▶ [WHAT TO DO]
Swap "innermost" for "central" in the entries from the start through the line with "<point>873,318</point>". Reproduce those lines with no other changes, and leave the picture out.

[Entries taken from a collection]
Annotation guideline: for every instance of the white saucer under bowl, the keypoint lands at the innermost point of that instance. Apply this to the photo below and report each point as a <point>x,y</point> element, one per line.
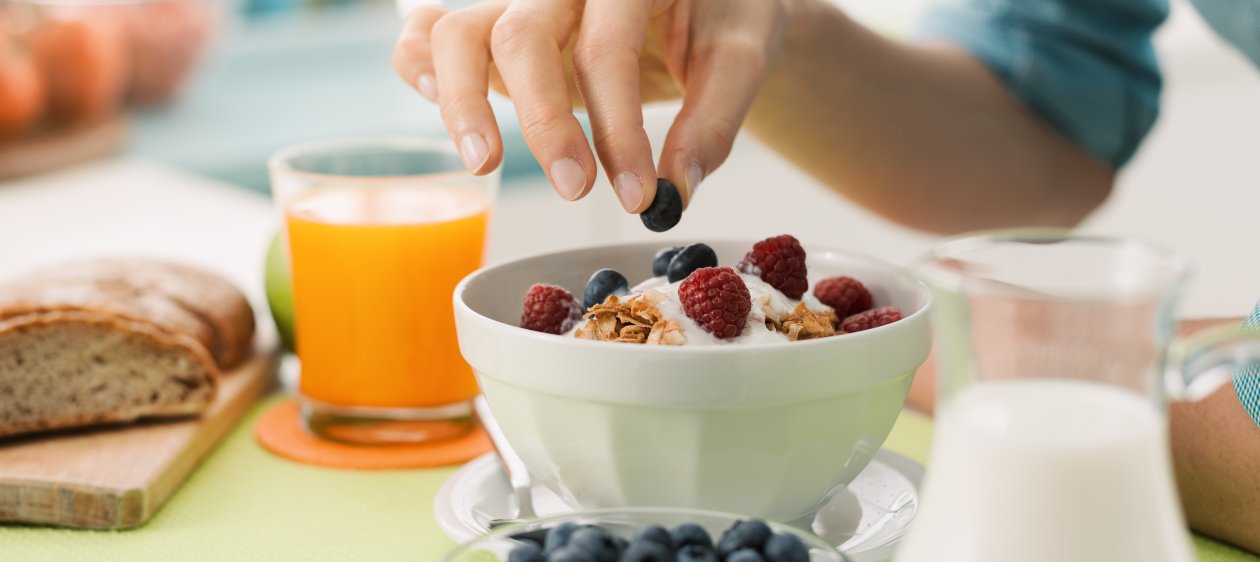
<point>866,521</point>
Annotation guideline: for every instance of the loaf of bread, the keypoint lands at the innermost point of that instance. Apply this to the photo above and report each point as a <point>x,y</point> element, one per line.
<point>112,340</point>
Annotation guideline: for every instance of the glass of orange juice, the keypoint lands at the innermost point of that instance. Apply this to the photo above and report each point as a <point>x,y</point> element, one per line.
<point>379,231</point>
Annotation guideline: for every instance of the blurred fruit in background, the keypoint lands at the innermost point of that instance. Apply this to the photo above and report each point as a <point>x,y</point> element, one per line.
<point>82,56</point>
<point>22,91</point>
<point>71,71</point>
<point>165,39</point>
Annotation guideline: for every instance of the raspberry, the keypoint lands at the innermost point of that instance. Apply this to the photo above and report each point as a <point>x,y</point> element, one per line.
<point>846,295</point>
<point>779,261</point>
<point>717,299</point>
<point>549,309</point>
<point>873,318</point>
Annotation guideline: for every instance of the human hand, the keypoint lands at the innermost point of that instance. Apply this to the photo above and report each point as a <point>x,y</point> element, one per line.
<point>611,56</point>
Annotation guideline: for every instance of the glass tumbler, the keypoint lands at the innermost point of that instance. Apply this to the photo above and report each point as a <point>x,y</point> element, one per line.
<point>379,231</point>
<point>1052,377</point>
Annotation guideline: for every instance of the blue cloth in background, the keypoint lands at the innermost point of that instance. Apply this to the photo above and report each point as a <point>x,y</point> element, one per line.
<point>1246,381</point>
<point>1086,67</point>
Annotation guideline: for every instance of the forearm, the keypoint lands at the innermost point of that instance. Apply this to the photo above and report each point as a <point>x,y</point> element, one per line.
<point>921,135</point>
<point>1216,455</point>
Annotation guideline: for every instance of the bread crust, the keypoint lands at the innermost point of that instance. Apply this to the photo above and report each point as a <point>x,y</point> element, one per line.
<point>178,298</point>
<point>160,339</point>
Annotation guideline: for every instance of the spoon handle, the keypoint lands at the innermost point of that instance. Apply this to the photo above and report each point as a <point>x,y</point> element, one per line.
<point>518,475</point>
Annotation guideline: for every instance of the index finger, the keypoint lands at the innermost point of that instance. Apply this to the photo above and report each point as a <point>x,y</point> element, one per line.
<point>606,61</point>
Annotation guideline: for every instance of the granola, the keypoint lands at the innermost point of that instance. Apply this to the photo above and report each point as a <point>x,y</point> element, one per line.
<point>635,320</point>
<point>805,324</point>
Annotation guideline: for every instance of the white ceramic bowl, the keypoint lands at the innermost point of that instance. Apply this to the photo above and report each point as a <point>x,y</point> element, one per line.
<point>769,430</point>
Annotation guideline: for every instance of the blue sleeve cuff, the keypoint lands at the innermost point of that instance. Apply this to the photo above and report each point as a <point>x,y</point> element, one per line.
<point>1085,67</point>
<point>1246,381</point>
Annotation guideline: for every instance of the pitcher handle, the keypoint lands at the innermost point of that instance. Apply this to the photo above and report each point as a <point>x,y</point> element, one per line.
<point>1196,362</point>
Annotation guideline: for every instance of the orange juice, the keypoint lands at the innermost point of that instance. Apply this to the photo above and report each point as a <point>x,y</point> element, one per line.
<point>373,275</point>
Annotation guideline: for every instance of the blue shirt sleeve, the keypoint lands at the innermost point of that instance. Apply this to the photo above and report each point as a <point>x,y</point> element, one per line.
<point>1085,67</point>
<point>1246,379</point>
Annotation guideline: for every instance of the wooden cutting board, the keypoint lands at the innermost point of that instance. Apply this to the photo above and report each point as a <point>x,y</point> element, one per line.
<point>117,478</point>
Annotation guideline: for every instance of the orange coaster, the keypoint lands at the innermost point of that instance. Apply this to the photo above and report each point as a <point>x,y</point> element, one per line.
<point>280,430</point>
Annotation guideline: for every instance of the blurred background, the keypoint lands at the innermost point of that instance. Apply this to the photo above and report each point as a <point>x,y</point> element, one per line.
<point>217,87</point>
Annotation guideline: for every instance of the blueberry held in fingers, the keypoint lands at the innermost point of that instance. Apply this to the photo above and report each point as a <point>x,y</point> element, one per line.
<point>602,284</point>
<point>665,211</point>
<point>688,260</point>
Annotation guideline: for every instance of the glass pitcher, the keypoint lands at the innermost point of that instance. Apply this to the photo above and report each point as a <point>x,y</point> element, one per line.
<point>1052,377</point>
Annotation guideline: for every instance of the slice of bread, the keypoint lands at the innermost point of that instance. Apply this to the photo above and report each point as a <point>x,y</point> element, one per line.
<point>76,368</point>
<point>42,294</point>
<point>178,298</point>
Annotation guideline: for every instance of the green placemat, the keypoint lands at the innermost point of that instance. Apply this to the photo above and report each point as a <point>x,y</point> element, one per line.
<point>245,504</point>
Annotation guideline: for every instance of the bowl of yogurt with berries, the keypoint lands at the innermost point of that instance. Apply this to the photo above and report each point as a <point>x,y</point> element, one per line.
<point>754,377</point>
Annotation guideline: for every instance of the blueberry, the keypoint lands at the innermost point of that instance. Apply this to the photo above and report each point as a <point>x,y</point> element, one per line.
<point>601,546</point>
<point>747,533</point>
<point>570,555</point>
<point>783,547</point>
<point>745,555</point>
<point>691,533</point>
<point>655,533</point>
<point>527,552</point>
<point>602,284</point>
<point>696,553</point>
<point>647,551</point>
<point>665,209</point>
<point>691,258</point>
<point>558,536</point>
<point>660,262</point>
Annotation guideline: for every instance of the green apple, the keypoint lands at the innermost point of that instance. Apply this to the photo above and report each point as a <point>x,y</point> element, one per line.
<point>280,290</point>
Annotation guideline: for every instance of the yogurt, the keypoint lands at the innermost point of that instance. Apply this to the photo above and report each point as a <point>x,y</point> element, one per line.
<point>765,300</point>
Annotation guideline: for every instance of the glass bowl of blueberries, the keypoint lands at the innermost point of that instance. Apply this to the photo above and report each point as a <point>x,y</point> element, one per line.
<point>647,534</point>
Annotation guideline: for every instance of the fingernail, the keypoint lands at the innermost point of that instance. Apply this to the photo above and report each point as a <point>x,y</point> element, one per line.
<point>427,87</point>
<point>629,189</point>
<point>694,175</point>
<point>474,151</point>
<point>568,177</point>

▶ [REPLY TO THE EXERCISE]
Annotation guideline: for every instance of the white saucer under bowl, the keypoint lands at the central point of that instance. Apply this to the photo below and report each point as a <point>x,y</point> element, one per line.
<point>866,521</point>
Annotation guideline: for every instance of the loaf of bread, the keypoint lands at the central point of that instance. Apply this to the photo above and report each point as a <point>x,y</point> element, one per line.
<point>112,340</point>
Annotation guideline: for every instance of the glass of orange juice, the keypoint lands at the central point of that instance. Apply this to the photo above and report each point as a <point>x,y</point> element, one per line.
<point>379,231</point>
Annotation guideline: for every instance of the blurred fruit in background, the keypoint lands at the central point of that instance. Apply this to the photo above and report each point as a <point>x,y</point> element, one per line.
<point>82,56</point>
<point>22,91</point>
<point>71,71</point>
<point>165,39</point>
Annotation guideline: for every instance of the raspberry, the keypoint lands at the central point of that instance. Apply this to the photo above and report each point as a <point>x,y</point> element, one per line.
<point>846,295</point>
<point>779,261</point>
<point>717,299</point>
<point>549,309</point>
<point>873,318</point>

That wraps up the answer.